I was thinking I'll try to set one up after this winter blows over... maybe in mid February.  Right now it's just tooooo cold.... staying in the low 60's... freeeeezing....


----------



## clarinetJWD (Nov 20, 2005)

LittleMan said:
			
		

> I was thinking I'll try to set one up after this winter blows over... maybe in mid February.  Right now it's just tooooo cold.... staying in the low 60's... freeeeezing....



If we had a meetup in early January, I'd be home, and I'm sure I could drag SpiralOut along too...


----------



## thebeginning (Nov 20, 2005)

that would be great, as long as it didnt conflict with too many of my assignments and such.  but yes, scott would definitely have to come!


----------



## jocose (Nov 20, 2005)

Here's my attempt to compete with the arty pics of ClarinetJWD and JonMikal.

For some reason, all of my pictures turned out very grainy. I'm sure that it was something in my settings. Oh, well. I just hope y'all see these the way I do on my computer at home


----------



## JonMikal (Nov 20, 2005)

i remember the child...very cute
i don't particularly care for the way the protester was exploiting the old woman
excellent gallery shots
the starbucks guy turned out pretty neat :thumbup:

edit: the escalator :hail:


----------



## clarinetJWD (Nov 20, 2005)

JonMikal said:
			
		

> edit: the escalator :hail:



You win.

Oh, and the mailboxes turned out great!


----------



## M @ k o (Nov 21, 2005)

I had fun viewing these. Thx for the laughs JM. :thumbup:


----------



## jocose (Nov 21, 2005)

JonMikal said:
			
		

> i remember the child...very cute
> *i don't particularly care for the way the protester was exploiting the old woman*
> excellent gallery shots
> the starbucks guy turned out pretty neat :thumbup:
> ...


 
I agree with you, but I think that she still made a great subject for the picture (and my awesome PS skills...but I'm not sure I'm going to post the original so no one will ever know).

I think the little boy may just be my favorite picture I've taken.

and yes, my escalator did indeed rock!


----------



## JonMikal (Nov 21, 2005)

jocose said:
			
		

> I agree with you, but I think that she still made a great subject for the picture (and my awesome PS skills...but I'm not sure I'm going to post the original so no one will ever know).
> 
> I think the little boy may just be my favorite picture I've taken.
> 
> *and yes, my escalator did indeed rock*!


 
don't get hurt from patting yourself on the back :lmao: 

she made an excellent subject for a pic :thumbup: 

hey, a little trivia. why do we call you guys at NASA "monkey boys"?


----------



## jocose (Nov 21, 2005)

cuz if we aren't putting dogs in space we are putting monkeys in space?

I don't know.  If you know, tell tell tell.  If you are asking I can find out.


----------



## JonMikal (Nov 21, 2005)

i assume it's because monkeys were used initially to see if space travel was safe for humans. Enos was the first i believe. 

i can change your user name to Enos if you'd like :lmao:  

oh don't mind me today. im just laughing to keep from crying with all the blisters on my feet  i should post one, eh?


----------



## aprilraven (Nov 21, 2005)

these are just killer...all ya'll took great shots... just love the water ones..

■ EXTRACTED MATERIAL
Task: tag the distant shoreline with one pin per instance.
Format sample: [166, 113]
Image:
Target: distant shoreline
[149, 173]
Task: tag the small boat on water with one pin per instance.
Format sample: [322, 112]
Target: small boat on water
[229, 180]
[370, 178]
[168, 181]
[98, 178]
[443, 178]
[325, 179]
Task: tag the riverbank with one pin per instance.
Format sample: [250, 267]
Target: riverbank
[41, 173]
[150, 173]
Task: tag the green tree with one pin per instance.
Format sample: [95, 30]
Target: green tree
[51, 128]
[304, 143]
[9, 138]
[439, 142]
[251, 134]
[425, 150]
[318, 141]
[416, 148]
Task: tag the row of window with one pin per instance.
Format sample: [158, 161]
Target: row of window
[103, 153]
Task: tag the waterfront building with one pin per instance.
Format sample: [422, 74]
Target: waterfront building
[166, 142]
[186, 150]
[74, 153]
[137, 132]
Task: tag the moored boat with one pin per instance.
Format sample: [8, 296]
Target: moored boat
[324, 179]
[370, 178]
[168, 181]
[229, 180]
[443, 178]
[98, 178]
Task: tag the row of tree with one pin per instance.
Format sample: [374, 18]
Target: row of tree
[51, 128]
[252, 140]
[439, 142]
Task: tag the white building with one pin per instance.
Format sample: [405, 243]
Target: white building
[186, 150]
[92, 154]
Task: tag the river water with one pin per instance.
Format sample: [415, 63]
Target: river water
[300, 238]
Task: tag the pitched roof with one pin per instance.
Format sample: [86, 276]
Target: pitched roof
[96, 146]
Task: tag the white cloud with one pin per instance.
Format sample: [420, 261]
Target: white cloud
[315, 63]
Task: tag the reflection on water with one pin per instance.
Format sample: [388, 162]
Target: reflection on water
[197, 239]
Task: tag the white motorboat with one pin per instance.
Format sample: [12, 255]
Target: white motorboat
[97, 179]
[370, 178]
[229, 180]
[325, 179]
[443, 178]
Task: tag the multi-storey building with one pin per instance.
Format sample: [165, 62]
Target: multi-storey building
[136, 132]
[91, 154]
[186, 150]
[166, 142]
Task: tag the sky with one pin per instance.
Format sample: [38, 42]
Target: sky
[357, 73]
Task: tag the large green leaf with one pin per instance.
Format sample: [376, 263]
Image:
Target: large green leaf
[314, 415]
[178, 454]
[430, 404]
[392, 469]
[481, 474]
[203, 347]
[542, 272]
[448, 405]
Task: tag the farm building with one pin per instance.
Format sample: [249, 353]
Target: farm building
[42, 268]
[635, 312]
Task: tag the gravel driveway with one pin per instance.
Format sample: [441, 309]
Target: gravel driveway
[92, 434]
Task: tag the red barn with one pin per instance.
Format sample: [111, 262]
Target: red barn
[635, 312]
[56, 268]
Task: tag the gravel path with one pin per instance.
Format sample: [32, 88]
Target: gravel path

■ EXERCISES
[A] In the photo forum thread, what problem does jocose report with all of the pictures?
[B] Continue the photo forum thread from its final post.

■ WRITTEN ANSWERS
[A] They all turned out very grainy.

[B]
jonmikal, dig the long black coat..!!  soooo..     undercover...!!!

sure makes me jealous....would love to meet all ya'll...... good times!


----------



## jocose (Nov 21, 2005)

JonMikal,

Yes, I'm anal enough that I checked with our History Office, but alas, they had never heard the expression.  I think that we are right that it goes back to the monkeys we sent up before people (and a colleague in my office says that it probably also was derogatory within the military (as NASA was originally a military thang).

I'm not sure I want to be referred to as Monkey Boy (sounds too side/freak show to me), but I DID change my avatar for you....you like?


----------



## JonMikal (Nov 21, 2005)

jocose said:
			
		

> JonMikal,
> 
> Yes, I'm anal enough that I checked with our History Office, but alas, *they had never heard the expression*. I think that we are right that it goes back to the monkeys we sent up before people (and a colleague in my office says that it probably also was derogatory within the military (as NASA was originally a military thang).
> 
> I'm not sure I want to be referred to as Monkey Boy (sounds too side/freak show to me), but I DID change my avatar for you....you like?


 
dang, some departments ARE good at keeping secrets unless the history guys are your age :lmao: 

love the avatar....looks like Enos!



			
				jocose said:
			
		

> (and a colleague in my office says that it probably also was derogatory within the military (as NASA was originally a military thang).


 
i would think so.


----------



## jocose (Nov 21, 2005)

clarinetJWD said:
			
		

> You win.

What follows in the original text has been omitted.